STATED GOAL:
Reproduce exactly the lines from the line containing "One point belongs on each instance of the terracotta" through the end of the records below, including both ends, and nothing else.

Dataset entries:
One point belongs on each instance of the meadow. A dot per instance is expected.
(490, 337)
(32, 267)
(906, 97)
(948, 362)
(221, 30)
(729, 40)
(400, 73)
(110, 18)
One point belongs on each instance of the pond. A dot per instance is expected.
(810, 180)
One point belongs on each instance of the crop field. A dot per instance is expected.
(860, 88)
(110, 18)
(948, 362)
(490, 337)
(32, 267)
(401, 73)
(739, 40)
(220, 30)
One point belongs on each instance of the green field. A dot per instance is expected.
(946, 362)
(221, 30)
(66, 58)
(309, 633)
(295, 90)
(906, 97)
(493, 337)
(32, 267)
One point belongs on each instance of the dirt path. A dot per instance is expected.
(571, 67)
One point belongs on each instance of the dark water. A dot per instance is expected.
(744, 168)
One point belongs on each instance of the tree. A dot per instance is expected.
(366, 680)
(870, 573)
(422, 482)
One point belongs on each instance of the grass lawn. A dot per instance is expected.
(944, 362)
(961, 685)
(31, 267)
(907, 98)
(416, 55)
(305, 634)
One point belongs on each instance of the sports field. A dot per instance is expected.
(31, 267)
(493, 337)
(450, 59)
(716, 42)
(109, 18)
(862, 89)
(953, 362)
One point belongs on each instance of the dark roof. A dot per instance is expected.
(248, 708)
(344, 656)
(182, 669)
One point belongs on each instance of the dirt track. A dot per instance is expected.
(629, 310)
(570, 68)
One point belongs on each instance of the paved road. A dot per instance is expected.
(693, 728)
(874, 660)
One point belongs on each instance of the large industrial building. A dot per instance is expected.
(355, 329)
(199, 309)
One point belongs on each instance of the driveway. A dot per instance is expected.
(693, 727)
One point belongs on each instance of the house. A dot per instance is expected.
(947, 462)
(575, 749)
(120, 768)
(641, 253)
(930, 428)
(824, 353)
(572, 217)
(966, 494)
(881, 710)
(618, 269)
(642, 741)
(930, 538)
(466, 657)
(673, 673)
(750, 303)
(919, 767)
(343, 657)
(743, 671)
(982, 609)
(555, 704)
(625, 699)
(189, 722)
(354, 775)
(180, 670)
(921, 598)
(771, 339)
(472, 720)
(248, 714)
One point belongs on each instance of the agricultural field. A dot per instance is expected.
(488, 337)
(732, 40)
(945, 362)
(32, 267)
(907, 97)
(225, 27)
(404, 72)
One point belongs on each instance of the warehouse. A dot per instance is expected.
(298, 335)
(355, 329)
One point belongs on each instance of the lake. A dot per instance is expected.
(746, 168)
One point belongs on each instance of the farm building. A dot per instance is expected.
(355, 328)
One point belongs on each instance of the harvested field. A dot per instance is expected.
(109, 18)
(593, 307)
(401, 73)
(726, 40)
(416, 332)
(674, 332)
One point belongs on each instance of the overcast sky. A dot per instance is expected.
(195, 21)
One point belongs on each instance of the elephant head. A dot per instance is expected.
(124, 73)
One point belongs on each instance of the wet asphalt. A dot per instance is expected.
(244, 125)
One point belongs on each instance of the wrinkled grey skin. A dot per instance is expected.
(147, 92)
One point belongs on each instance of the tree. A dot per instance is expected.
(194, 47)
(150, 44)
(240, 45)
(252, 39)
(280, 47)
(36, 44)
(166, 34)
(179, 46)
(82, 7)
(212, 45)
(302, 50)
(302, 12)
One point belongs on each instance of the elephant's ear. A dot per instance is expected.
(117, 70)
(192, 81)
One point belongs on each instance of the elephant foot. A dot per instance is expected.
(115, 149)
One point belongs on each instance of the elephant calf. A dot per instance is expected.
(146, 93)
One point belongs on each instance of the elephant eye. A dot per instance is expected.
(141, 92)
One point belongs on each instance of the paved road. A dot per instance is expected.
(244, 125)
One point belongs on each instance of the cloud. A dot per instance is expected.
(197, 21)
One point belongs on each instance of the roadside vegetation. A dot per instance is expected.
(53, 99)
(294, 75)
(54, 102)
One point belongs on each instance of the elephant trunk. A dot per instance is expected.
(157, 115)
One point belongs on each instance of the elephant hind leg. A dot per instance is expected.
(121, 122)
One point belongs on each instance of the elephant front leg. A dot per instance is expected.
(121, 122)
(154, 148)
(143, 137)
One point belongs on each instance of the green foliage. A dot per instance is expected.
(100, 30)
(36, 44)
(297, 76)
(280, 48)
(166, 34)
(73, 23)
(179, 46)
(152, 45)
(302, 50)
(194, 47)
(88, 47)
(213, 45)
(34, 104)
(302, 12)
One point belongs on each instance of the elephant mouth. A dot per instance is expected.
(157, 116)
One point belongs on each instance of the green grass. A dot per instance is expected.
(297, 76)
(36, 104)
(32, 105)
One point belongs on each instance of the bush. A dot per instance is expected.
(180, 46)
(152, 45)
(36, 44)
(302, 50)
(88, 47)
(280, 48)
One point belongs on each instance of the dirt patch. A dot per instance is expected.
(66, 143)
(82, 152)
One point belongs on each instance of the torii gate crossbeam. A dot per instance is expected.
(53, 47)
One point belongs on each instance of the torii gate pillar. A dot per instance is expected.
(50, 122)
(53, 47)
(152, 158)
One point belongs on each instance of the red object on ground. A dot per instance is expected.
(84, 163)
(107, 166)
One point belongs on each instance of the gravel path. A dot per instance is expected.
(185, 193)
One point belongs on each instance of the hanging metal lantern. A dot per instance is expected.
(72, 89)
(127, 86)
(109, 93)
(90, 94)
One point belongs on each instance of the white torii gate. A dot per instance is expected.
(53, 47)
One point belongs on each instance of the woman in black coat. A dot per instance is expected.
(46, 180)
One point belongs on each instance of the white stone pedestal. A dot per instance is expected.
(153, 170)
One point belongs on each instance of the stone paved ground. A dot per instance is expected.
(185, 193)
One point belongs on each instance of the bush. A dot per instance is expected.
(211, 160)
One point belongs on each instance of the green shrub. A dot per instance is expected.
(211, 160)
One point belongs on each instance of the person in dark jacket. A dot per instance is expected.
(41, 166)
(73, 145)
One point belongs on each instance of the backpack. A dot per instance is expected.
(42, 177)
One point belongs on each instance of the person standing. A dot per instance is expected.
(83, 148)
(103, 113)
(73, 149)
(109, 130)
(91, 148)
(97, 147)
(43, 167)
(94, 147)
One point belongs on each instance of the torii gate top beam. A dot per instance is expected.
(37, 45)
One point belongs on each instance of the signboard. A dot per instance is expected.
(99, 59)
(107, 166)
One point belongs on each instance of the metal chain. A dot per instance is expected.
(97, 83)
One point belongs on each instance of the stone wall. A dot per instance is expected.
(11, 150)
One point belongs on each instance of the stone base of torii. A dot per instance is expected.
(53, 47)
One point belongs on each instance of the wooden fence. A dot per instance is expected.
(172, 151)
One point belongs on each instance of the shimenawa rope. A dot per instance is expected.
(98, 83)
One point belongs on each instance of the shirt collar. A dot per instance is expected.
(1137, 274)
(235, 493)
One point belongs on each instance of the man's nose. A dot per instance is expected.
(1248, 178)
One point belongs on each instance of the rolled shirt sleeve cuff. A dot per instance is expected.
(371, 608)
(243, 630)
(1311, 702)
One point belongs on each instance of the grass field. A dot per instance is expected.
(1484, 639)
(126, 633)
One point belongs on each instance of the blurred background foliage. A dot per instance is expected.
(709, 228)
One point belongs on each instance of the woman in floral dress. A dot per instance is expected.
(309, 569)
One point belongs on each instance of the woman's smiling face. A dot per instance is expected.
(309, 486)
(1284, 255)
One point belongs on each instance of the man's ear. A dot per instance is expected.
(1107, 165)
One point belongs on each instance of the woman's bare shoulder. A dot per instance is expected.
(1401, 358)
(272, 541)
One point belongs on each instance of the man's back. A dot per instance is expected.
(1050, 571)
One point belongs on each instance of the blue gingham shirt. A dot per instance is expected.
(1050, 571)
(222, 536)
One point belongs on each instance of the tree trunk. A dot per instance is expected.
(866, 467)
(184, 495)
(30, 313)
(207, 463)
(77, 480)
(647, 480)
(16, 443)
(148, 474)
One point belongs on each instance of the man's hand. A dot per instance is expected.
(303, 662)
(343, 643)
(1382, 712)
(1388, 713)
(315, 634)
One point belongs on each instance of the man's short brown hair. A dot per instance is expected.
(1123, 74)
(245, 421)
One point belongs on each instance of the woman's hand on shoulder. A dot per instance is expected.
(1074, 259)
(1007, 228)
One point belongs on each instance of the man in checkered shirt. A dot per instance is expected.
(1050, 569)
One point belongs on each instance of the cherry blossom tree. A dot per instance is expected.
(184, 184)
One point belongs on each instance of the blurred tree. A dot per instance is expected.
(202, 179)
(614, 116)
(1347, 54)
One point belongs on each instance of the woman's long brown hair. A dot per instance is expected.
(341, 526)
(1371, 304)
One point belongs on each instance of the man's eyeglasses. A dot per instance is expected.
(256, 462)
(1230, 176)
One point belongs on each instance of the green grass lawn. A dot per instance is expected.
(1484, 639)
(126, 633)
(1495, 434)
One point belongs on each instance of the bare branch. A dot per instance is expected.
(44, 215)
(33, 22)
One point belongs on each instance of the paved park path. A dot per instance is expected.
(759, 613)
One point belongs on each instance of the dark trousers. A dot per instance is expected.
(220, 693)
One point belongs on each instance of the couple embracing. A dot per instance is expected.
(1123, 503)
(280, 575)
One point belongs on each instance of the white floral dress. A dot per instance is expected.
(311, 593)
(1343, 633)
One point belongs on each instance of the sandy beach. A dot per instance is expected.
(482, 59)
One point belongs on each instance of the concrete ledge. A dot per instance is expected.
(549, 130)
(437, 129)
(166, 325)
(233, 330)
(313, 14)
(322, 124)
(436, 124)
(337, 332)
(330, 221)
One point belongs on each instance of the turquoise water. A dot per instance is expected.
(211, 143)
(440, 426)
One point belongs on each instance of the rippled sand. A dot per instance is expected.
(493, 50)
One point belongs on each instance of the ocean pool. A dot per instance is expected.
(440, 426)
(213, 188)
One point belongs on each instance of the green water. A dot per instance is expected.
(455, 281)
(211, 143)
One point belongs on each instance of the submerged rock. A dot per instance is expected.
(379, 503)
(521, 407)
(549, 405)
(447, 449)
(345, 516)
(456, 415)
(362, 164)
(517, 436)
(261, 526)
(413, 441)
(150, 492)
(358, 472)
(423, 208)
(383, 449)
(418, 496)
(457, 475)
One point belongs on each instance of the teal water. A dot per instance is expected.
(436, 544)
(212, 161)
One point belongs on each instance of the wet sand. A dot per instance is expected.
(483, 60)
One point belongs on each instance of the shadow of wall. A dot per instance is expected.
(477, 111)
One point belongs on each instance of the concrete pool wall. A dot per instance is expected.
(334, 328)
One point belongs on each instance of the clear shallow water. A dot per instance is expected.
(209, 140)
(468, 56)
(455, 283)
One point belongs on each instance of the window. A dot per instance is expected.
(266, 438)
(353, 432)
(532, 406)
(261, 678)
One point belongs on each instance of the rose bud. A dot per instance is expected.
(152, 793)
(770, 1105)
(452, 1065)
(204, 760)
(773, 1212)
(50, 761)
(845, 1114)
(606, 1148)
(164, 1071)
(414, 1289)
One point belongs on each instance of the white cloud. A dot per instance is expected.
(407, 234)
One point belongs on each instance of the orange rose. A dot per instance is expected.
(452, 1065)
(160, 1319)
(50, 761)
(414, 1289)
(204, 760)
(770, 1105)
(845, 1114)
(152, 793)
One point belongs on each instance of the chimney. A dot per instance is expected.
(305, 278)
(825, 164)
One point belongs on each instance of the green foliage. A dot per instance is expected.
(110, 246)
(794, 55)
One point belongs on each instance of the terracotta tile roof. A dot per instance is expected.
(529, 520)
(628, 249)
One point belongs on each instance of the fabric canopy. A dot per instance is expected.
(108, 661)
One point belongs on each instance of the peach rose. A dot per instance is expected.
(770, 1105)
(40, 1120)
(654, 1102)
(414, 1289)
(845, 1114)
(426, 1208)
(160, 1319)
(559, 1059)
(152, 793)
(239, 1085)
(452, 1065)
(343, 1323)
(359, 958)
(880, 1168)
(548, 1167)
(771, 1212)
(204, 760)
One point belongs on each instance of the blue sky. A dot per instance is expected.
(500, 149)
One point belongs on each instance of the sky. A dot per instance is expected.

COMPLETE ANSWER:
One point belongs on each instance of the terracotta tile roof. A dot per instance is expected.
(529, 520)
(628, 249)
One point belongs on each instance of the fabric canopy. A dot per instance is expected.
(108, 661)
One point belongs on each instance of the peach rose. A dot per instance is expected.
(770, 1105)
(40, 1120)
(654, 1102)
(414, 1289)
(845, 1114)
(426, 1208)
(160, 1319)
(559, 1059)
(152, 793)
(239, 1085)
(452, 1065)
(343, 1323)
(359, 958)
(880, 1168)
(548, 1167)
(771, 1212)
(204, 760)
One point belongs on each instance of the blue sky. A dot per instance is expected.
(500, 149)
One point belongs on each instance of the sky. A dot per instance is expected.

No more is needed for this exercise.